> _Excerpted data_

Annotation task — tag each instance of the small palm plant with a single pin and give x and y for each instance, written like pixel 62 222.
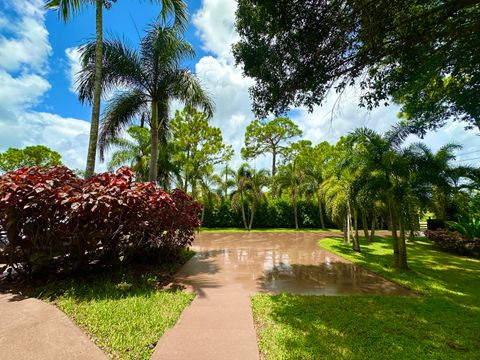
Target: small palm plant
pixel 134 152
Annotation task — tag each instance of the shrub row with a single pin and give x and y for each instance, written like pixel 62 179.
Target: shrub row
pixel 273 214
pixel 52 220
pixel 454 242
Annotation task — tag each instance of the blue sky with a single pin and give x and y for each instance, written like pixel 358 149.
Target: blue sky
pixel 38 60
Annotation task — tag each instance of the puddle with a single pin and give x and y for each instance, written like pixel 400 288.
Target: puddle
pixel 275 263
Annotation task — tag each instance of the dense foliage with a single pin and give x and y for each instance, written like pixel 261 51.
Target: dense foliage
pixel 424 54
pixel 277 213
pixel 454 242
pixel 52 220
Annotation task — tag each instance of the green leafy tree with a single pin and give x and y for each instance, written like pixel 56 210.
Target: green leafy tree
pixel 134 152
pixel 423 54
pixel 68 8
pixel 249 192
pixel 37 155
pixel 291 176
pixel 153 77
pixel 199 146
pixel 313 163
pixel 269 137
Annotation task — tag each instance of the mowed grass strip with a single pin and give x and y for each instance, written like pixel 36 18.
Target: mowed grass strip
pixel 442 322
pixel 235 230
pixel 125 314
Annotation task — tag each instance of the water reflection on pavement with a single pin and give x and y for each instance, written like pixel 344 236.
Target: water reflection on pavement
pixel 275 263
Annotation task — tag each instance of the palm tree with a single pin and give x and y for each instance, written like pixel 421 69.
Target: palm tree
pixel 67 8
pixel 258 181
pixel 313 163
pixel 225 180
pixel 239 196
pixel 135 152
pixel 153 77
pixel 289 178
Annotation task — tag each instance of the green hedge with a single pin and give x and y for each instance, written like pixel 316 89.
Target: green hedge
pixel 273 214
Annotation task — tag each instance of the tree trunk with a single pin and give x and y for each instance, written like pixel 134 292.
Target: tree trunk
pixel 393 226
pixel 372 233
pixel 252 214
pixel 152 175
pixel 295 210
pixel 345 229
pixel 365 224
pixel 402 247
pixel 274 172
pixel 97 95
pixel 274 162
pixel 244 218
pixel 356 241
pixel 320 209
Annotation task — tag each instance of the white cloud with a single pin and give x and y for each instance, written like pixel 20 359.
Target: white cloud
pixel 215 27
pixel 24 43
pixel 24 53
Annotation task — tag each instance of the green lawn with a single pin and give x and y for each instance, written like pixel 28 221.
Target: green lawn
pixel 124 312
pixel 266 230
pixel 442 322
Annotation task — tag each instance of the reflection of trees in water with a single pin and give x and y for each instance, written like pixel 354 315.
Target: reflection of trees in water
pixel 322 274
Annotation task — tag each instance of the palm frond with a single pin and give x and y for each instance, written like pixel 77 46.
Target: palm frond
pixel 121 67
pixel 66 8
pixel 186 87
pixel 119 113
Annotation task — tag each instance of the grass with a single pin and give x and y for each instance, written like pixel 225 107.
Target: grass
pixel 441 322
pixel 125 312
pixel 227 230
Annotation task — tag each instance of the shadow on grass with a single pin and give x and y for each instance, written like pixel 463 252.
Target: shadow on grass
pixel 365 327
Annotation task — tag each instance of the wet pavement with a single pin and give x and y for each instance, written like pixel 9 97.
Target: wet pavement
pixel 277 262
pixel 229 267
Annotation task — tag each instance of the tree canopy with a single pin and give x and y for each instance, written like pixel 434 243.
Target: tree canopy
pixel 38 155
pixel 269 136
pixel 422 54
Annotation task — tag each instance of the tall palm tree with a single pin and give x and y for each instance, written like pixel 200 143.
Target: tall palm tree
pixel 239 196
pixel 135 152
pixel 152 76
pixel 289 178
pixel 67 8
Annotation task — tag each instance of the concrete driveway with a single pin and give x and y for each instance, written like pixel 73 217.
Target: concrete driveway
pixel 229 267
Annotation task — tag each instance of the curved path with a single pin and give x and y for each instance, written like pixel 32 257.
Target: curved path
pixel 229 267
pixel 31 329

---

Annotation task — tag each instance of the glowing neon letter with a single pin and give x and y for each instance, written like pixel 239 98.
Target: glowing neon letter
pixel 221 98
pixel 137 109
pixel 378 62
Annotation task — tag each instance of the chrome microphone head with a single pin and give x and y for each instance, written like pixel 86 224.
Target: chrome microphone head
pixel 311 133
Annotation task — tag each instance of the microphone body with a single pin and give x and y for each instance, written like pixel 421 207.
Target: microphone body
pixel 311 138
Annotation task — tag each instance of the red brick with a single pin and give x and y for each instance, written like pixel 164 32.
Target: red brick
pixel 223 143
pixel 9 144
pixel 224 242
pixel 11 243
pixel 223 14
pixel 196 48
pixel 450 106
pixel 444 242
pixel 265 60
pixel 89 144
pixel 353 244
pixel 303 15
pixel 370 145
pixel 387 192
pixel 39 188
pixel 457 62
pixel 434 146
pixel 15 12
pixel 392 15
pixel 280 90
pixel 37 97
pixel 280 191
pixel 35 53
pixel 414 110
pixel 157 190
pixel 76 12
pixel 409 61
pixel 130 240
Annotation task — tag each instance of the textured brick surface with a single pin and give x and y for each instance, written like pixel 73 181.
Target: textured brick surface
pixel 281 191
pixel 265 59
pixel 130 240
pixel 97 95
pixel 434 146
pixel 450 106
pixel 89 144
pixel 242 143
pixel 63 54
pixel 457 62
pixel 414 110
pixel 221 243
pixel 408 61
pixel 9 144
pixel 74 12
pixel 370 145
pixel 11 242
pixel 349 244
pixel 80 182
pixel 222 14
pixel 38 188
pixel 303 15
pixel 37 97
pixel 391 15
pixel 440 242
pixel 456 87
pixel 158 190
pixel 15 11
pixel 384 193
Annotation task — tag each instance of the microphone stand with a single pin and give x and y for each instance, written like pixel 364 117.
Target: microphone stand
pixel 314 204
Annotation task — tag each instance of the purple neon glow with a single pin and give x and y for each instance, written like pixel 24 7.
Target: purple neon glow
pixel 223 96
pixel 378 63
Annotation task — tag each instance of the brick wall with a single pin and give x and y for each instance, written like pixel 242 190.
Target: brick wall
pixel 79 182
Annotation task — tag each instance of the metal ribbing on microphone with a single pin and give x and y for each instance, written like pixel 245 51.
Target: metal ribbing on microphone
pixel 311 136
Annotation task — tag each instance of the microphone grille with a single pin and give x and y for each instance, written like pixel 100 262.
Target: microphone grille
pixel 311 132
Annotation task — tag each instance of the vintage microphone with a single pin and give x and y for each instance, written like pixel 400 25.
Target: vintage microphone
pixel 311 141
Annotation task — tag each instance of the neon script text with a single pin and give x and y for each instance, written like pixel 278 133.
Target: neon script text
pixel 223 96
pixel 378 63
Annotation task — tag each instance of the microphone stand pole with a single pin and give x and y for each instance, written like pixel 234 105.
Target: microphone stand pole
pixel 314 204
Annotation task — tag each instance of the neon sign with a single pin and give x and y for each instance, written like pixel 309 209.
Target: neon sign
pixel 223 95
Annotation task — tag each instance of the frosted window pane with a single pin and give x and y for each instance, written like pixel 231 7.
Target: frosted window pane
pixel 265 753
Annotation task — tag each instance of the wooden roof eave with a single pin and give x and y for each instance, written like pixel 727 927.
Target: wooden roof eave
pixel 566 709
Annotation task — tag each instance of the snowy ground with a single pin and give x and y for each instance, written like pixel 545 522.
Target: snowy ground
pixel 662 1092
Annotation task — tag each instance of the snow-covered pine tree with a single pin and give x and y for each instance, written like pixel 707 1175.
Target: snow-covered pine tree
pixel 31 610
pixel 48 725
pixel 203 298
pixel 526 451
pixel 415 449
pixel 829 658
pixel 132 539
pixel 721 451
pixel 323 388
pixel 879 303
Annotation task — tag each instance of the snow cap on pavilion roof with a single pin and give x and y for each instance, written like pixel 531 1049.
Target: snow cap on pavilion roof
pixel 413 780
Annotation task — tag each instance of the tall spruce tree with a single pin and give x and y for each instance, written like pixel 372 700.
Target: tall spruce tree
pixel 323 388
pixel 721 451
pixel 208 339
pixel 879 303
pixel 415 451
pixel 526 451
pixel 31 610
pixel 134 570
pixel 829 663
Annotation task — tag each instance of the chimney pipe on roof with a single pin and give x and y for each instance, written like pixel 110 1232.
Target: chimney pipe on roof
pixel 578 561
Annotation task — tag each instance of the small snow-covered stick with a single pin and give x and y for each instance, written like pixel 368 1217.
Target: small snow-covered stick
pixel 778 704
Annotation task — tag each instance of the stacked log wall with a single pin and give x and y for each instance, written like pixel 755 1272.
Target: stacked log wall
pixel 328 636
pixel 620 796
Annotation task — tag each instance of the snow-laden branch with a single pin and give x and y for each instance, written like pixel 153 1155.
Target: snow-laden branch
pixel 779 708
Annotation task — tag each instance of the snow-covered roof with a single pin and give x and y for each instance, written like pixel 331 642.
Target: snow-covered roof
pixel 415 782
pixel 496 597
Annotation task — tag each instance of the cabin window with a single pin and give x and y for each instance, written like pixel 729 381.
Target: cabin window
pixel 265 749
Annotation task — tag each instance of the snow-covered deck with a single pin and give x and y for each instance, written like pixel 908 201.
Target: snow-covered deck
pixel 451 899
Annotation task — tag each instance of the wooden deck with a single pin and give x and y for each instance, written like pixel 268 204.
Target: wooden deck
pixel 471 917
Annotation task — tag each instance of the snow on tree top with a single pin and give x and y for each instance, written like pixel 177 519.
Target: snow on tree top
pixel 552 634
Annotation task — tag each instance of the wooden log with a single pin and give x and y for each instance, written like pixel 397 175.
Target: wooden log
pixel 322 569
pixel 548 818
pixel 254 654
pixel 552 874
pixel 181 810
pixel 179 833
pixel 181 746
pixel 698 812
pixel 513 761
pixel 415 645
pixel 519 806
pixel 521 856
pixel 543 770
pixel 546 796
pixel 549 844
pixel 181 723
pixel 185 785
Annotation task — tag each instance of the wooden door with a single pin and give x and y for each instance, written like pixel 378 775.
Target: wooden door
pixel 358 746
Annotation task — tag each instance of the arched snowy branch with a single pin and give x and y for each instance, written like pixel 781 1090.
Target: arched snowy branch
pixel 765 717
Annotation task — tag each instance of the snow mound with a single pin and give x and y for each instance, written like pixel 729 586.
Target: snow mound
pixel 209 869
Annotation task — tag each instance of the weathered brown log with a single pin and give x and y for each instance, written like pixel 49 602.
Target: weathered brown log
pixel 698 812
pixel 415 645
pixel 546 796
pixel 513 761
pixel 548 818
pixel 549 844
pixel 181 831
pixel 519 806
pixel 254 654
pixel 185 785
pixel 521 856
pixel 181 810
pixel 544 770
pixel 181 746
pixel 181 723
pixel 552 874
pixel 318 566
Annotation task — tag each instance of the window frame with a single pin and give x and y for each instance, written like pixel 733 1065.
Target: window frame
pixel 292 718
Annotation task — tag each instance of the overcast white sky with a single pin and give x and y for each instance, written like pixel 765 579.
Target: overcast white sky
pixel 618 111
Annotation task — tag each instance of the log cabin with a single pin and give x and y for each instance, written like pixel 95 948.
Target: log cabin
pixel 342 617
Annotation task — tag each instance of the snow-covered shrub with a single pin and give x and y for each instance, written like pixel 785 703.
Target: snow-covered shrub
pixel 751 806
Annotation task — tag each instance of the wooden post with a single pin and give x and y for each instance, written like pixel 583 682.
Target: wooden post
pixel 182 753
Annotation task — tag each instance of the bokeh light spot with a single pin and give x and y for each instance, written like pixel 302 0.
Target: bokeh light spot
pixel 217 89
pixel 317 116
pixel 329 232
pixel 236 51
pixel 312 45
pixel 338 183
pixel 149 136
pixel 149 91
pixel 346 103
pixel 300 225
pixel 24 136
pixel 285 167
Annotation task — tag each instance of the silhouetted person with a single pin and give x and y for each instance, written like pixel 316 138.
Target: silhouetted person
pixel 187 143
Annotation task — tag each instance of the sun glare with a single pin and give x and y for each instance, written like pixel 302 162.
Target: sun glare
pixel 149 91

> _Short task_
Update the part of the material that opens with the line containing "Annotation task — tag each instance of the small snow-covered" and closes with the line containing "pixel 552 634". Give those lines again with "cabin window" changed to "front window" and everything else left as it is.

> _Response_
Annotation task — tag each instance of the small snow-covered stick with a single pin and give x and y for each instance, written like pixel 368 1217.
Target: small snow-covered stick
pixel 778 704
Annotation task — tag each instance of the stacked log wall with a single pin and give x and y for each instance, written like pixel 755 1272.
Target: stacked log wall
pixel 328 636
pixel 620 796
Annotation task — tag each instance of the snow-laden branch with a single pin and give x and y for each instance, written like pixel 153 1155.
Target: snow-laden branch
pixel 779 708
Annotation task — tag each instance of the snow-covered roof with a single pin and give x and y for each instance, written like pixel 331 642.
Target: snow-covered roof
pixel 415 782
pixel 496 597
Annotation task — tag each instance of the front window with a single pin and give x and y for each instance, written like pixel 729 381.
Target: front window
pixel 265 749
Annotation task — tag each instance of the snow-covered deck with a single pin and give x and y for each instance, written like pixel 908 201.
Target: snow-covered deck
pixel 451 899
Annotation task — tag each instance of the wooden deck with a single pin and give x and y for each instance, written like pixel 268 204.
Target: wooden deck
pixel 471 917
Annotation task — tag each instance of the snow on tree top with a single pin and give x and y for each instance, written like pixel 177 519.
Target: snow on tree top
pixel 552 634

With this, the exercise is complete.